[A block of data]
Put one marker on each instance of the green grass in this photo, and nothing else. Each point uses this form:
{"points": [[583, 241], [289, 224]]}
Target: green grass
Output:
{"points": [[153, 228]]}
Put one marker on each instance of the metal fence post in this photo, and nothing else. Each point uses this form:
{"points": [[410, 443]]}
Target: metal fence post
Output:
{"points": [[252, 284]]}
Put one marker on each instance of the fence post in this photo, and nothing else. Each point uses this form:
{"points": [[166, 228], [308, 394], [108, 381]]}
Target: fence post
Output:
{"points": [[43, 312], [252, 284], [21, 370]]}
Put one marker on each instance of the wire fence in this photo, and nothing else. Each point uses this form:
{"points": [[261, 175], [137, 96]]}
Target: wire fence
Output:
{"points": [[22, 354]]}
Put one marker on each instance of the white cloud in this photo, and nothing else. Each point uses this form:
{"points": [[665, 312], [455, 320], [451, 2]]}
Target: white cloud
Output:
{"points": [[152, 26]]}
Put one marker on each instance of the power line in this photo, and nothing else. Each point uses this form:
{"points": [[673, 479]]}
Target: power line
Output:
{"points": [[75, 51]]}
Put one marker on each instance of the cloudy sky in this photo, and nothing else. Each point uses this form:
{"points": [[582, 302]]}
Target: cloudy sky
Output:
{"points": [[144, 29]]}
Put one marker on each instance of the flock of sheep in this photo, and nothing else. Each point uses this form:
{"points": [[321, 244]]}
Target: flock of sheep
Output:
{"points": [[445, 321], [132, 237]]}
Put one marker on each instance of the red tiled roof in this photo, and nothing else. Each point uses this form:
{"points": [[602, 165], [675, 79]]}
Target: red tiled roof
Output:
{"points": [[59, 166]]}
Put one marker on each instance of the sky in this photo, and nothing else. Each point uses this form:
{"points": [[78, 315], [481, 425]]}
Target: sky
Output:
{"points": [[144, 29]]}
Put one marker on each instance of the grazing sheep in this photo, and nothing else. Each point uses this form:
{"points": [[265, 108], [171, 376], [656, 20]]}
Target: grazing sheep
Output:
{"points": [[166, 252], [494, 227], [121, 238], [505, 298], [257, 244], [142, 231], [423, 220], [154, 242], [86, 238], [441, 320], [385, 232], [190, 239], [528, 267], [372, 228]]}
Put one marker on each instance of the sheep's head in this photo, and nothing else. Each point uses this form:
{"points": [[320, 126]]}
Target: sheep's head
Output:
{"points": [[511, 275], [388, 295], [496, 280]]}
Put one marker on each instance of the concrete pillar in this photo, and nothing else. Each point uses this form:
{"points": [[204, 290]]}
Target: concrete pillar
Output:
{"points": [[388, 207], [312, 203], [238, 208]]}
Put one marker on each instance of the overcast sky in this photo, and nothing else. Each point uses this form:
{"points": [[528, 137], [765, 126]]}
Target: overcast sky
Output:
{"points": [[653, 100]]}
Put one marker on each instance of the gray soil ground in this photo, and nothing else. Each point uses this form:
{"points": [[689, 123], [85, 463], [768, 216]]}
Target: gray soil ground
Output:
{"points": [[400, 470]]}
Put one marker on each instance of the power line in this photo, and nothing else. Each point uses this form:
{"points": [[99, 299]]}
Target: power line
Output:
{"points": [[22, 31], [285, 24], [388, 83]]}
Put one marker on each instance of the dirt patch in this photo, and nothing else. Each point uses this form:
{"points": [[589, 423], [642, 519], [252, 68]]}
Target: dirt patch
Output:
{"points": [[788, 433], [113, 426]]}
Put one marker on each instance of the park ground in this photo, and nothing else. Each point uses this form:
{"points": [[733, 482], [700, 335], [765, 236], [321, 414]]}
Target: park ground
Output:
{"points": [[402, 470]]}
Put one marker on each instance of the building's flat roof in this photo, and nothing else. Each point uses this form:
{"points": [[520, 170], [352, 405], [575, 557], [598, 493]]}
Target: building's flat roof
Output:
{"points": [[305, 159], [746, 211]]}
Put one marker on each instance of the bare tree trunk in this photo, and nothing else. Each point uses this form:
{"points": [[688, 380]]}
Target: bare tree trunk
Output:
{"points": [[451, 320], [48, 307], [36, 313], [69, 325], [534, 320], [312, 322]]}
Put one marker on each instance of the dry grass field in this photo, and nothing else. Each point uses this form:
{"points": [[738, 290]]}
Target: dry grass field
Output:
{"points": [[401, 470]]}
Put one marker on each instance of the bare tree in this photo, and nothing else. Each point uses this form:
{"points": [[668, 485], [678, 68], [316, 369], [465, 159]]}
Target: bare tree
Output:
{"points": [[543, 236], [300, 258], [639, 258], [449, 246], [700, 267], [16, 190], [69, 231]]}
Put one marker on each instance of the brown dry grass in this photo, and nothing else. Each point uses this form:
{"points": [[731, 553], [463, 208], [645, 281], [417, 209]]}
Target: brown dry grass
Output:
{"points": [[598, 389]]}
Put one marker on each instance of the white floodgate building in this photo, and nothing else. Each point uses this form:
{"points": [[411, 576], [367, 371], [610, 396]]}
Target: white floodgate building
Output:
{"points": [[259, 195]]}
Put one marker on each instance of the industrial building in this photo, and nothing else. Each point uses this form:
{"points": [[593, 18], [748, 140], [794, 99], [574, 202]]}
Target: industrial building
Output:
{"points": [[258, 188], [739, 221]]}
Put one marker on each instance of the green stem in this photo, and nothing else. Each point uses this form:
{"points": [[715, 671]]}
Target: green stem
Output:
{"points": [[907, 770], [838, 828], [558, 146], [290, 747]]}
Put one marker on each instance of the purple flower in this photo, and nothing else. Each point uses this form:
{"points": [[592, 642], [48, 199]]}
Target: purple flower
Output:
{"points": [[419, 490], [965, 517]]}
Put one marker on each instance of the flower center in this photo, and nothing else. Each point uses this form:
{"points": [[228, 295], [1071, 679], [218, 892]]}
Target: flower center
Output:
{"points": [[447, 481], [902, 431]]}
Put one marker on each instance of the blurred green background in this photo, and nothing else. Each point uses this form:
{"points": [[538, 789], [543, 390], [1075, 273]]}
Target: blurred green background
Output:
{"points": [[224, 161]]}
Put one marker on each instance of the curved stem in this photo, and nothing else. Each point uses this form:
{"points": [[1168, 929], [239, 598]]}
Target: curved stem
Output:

SET PROBLEM: Please change every "Put one marker" in the records above to "Place a single marker", then give all the records again with everything else left as it is.

EXERCISE RESULT:
Place a single marker on each instance of the green grass in this photo, and nothing else. Each point uses this form:
{"points": [[583, 241], [289, 224]]}
Target: green grass
Output:
{"points": [[153, 228]]}
Place a single marker on each instance of the metal fence post in this photo, and nothing else. Each point uses this form:
{"points": [[410, 443]]}
Target: metal fence post
Output:
{"points": [[252, 284]]}
Place a single marker on each instance of the fence post in this photo, and nothing else. Each point uses this form:
{"points": [[166, 228], [308, 394], [108, 381]]}
Target: fence post
Output:
{"points": [[43, 312], [252, 284], [21, 370]]}
Place a single marker on each instance of the wire fence in this photo, and nothing else. Each point uses this form:
{"points": [[261, 175], [137, 96]]}
Target: wire fence
Output:
{"points": [[22, 354]]}
Place a single marker on each instance of the white cloud in this photo, and nothing else. Each point uses this form:
{"points": [[665, 312], [455, 320], [451, 2]]}
Target: white cloud
Output:
{"points": [[152, 26]]}
Place a single marker on each instance of the power line in this photo, and nothing else. Each point uses this form:
{"points": [[673, 479]]}
Target: power line
Output:
{"points": [[75, 51]]}
Place a single marker on each instance of the cloudy sky in this photo, and nothing else. Each point uses this form:
{"points": [[582, 302]]}
Target: cloudy sky
Output:
{"points": [[144, 29]]}
Place a single marker on each instance of the flock of sheep in this photo, and nothing else. Each point uses this form:
{"points": [[321, 244]]}
Target: flock of sheep
Output:
{"points": [[445, 321], [132, 237]]}
Place a single marker on each instance of the red tiled roof in this photo, and nothing else. Each point uses this form:
{"points": [[602, 165], [675, 79]]}
Target: red tiled roof
Output:
{"points": [[59, 166]]}
Place a single marker on each instance of the sky in this photo, and nothing else. Each point uses this form:
{"points": [[78, 315], [481, 425]]}
Target: sky
Output:
{"points": [[144, 29]]}
Place a single marker on each instance of the grazing sheep in this photo, and nothing else. Each point uses this form:
{"points": [[265, 108], [171, 376], [656, 20]]}
Target: grazing sheep
Output:
{"points": [[166, 252], [494, 227], [121, 238], [505, 298], [257, 244], [142, 231], [423, 220], [154, 242], [86, 238], [441, 320], [385, 232], [190, 239], [528, 267], [372, 228]]}
Place a single marker on each instance of the sheep's head in this photo, and nothing else. Each point uses this form:
{"points": [[320, 126]]}
Target: sheep's head
Output:
{"points": [[511, 275], [388, 295], [496, 280]]}
Place a single marker on each instance of the concrete pillar in this photo, and nothing else. Each point uses this form:
{"points": [[204, 290]]}
Target: concrete pillar
Output:
{"points": [[388, 207], [312, 203], [238, 208]]}
Place a single marker on each instance of the overcast sky in this photo, and nothing else. Each point uses this form:
{"points": [[528, 137], [765, 126]]}
Target: overcast sky
Output:
{"points": [[653, 100]]}
Place a single marker on each instance of the gray soil ground in this photo, and nothing else. Each point uses this form:
{"points": [[689, 123], [85, 463], [768, 216]]}
Target: gray soil ground
Output:
{"points": [[400, 470]]}
Place a single marker on each instance of the power line in this photo, and nothing else. Each point uses this form:
{"points": [[99, 299]]}
Target: power line
Output:
{"points": [[22, 31], [285, 24], [388, 83]]}
Place a single marker on each instance of the dirt patch in this photo, and nothing else. Each point uses this form:
{"points": [[589, 423], [642, 519], [252, 68]]}
Target: dirt patch
Output:
{"points": [[788, 433], [113, 426]]}
Place a single marker on each instance of the park ground in this photo, and nothing else. Each point uses this form:
{"points": [[733, 482], [700, 335], [765, 236], [321, 414]]}
Target: park ground
Output:
{"points": [[402, 470]]}
Place a single marker on each instance of the building's flat roof in this photo, and nothing else. Each point uses this form:
{"points": [[520, 170], [352, 405], [575, 557], [598, 493]]}
Target: building's flat roof
Output:
{"points": [[305, 159], [746, 211]]}
Place a single marker on each instance of the bare tree trunk in this photo, and nothing else. Each point uses this form:
{"points": [[688, 380]]}
Target: bare tree trunk
Output:
{"points": [[451, 320], [48, 307], [36, 313], [69, 325], [534, 320], [312, 322]]}
Place a single marker on each instance of the dry grass field in this photo, and nothing else. Each point uses this form:
{"points": [[738, 290]]}
Target: dry grass field
Output:
{"points": [[401, 470]]}
Place a single marker on each instance of the bare tree in this photo, and nothing else. Each point uses this form:
{"points": [[668, 485], [678, 68], [316, 369], [465, 159]]}
Target: bare tree
Output:
{"points": [[543, 236], [300, 258], [639, 258], [449, 246], [700, 267], [16, 190], [69, 231]]}
Place a single marker on each instance of the brown dry grass in this photo, and nothing else. Each point uses this form:
{"points": [[731, 553], [463, 208], [645, 281], [417, 209]]}
Target: brown dry grass
Output:
{"points": [[598, 389]]}
Place a single marker on each instance of the white floodgate building in this photo, and nothing else. Each point uses this form:
{"points": [[411, 576], [367, 371], [610, 396]]}
Target: white floodgate building
Output:
{"points": [[259, 195]]}
Place a single marker on each instance of the industrial building in this photo, and nothing else. Each point uses this form:
{"points": [[593, 18], [748, 140], [794, 99], [574, 202]]}
Target: industrial building
Output:
{"points": [[258, 188], [739, 221]]}
Place a single marker on each instance of the green stem in this photo, and nothing else. Each point uses this form:
{"points": [[715, 671]]}
Target: green stem
Output:
{"points": [[907, 770], [838, 828], [558, 146], [290, 747]]}
Place a single marker on each instance of the purple flower in this photo, and nothing else. Each point uses this form:
{"points": [[592, 642], [48, 199]]}
Target: purple flower
Output:
{"points": [[419, 490], [965, 517]]}
Place a single marker on each instance of the flower center in this photo, and nothing else. Each point uses this form:
{"points": [[228, 295], [1071, 679], [218, 892]]}
Target: flower center
Output:
{"points": [[447, 481], [902, 431]]}
Place a single marker on each instance of the blurred green background in this photo, and nothing else. Each point uses this form:
{"points": [[538, 789], [543, 390], [1075, 273]]}
Target: blurred green background
Output:
{"points": [[224, 161]]}
Place a single marker on each instance of the curved stem in this photo, and nothing else. Each point uses this form:
{"points": [[1168, 929], [239, 598]]}
Target: curved stem
Output:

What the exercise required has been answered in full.